取り組む内容:
A – 引用文のうち、「図表1 コルブの学習循環過程(再掲)」から「ヘッドバーグ(1981)より作成。」まで、末尾の語句も含めて一字一句そのまま書き写すこと。
B – 引用文によれば、ヘッドバーグ（1981）が組織学習について示した三種類の学習形式は何か。

引用文:
__________________________________________________

コルブ(1976)が提示した学習サイクルのモデルは学習が循環しながら進行し続けるモデルであった。この学習サイクルを今という時間の進行と共に生起する行為の進行と重ね合わせて考えるためには、学習の多様な姿について把握する必要があろう。今回は、学びの姿について二人の論者の主張を見てみよう。

2)多様な学びの姿

先に述べたように、コルブの学習理論は学びが循環的に常に進行していることを示しているが、多様な学び全てを効果的に解釈できるわけではない。例えば、既存のイメージを大きく作り替えるような創造的な学びと既存のイメージを強化するような学びを明確に区別することは困難である。コルブモデルでは、既存イメージを部分的にせよ否定しているのか、それとも肯定しているのかという区別をつけることはできていない。既存イメージが部分的にせよ否定される場合に、否定がどのような局面で起こるかも明確にされていない。

図表1 コルブの学習循環過程(再掲)
コルブ,1976,p.26。

ヘッドバーグの議論

ヘッドバーグ(B. Hedberg、1981)は組織学習を対象にして、「調整的学習」 (Adjustment learning)/「展開的学習」(Turnover learning)/「転換的学習」(Turnaround learning)という三種類の学習形式とその特徴を示している(図表2)。これらの形式は組織を対象にしているが、主体の学習としてとらえれば、個人の学びにも同様に適用できよう。これまでの私の議論に則して述べれば、この分類はイメージ界の変化の大きさで学びを分類している。しかし、コルブの理論ではこれらの相違をすべて明示的に説明することはできない。既存イメージが変化する程度に応じて分類される学習形式をとらえるためには,既存イメージを否定する過程と肯定する過程をモデルの中で明示的に取り扱う必要がある。

図表2 学習の形式とその特徴
ヘッドバーグ(1981)より作成。

ワイクの議論

ワイク(1979)によって示される組織化の進化理論(図表3)は実現に影響する保持を変化させている。進化理論と称しているが、学習理論と位置づけて問題ないだろう。ワイクのモデルはコルブのモデルと比べて学習の循環が単純ではない。システムの出力【結果】をそのシステムの入力【原因】に戻す循環的な機構であるフィードバック(feedback)を二つ導入することによって、循環の輪を二重にしている。ワイクもヘッドバーグと同様に組織を対象として論考しているが、先程と同様に主体の学習としてとらえれば、やはり個人の学びに適用できる。学びの説明としてはコルブの理論よりも複雑になっている上に、コルブの理論はない既存イメージの肯定と否定の考え方が明示的に導入されている。

__________________________________________________

[ポインティング用データセットの行]

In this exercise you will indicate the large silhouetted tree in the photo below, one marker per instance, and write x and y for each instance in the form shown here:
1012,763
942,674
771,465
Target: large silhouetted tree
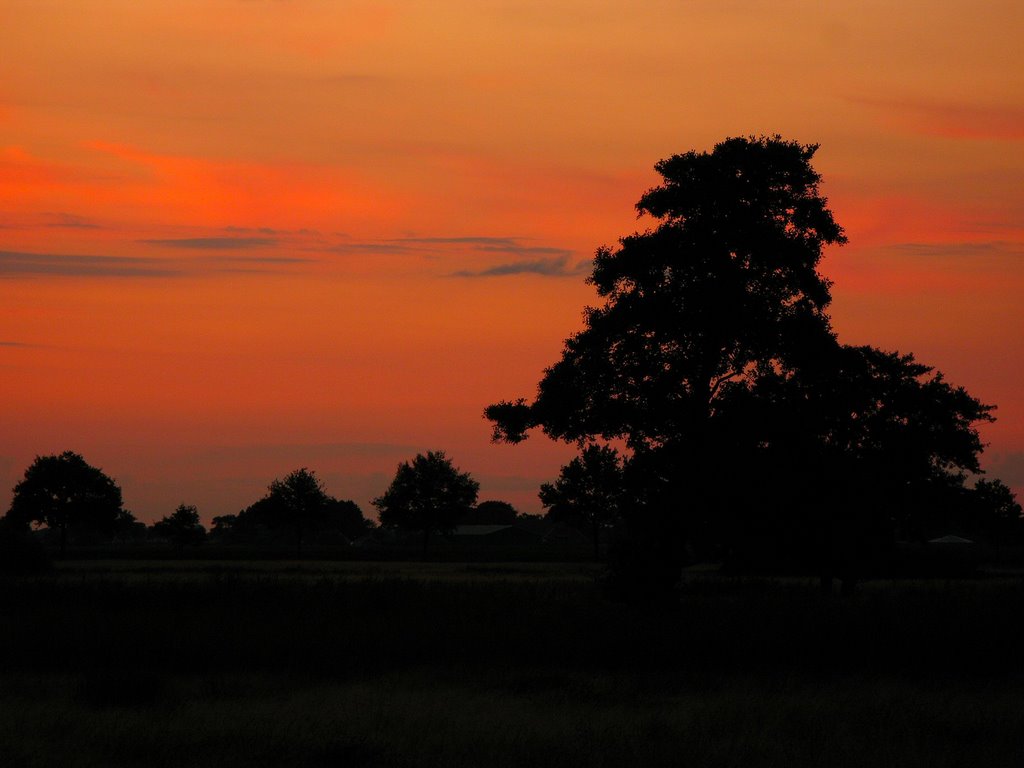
68,496
723,289
713,358
428,495
589,492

__________________________________________________

解答例:
A –
図表1 コルブの学習循環過程(再掲)
コルブ,1976,p.26。

ヘッドバーグの議論

ヘッドバーグ(B. Hedberg、1981)は組織学習を対象にして、「調整的学習」 (Adjustment learning)/「展開的学習」(Turnover learning)/「転換的学習」(Turnaround learning)という三種類の学習形式とその特徴を示している(図表2)。これらの形式は組織を対象にしているが、主体の学習としてとらえれば、個人の学びにも同様に適用できよう。これまでの私の議論に則して述べれば、この分類はイメージ界の変化の大きさで学びを分類している。しかし、コルブの理論ではこれらの相違をすべて明示的に説明することはできない。既存イメージが変化する程度に応じて分類される学習形式をとらえるためには,既存イメージを否定する過程と肯定する過程をモデルの中で明示的に取り扱う必要がある。

図表2 学習の形式とその特徴
ヘッドバーグ(1981)より作成。

B – 「調整的学習」（Adjustment learning）、「展開的学習」（Turnover learning）、「転換的学習」（Turnaround learning）の三つ。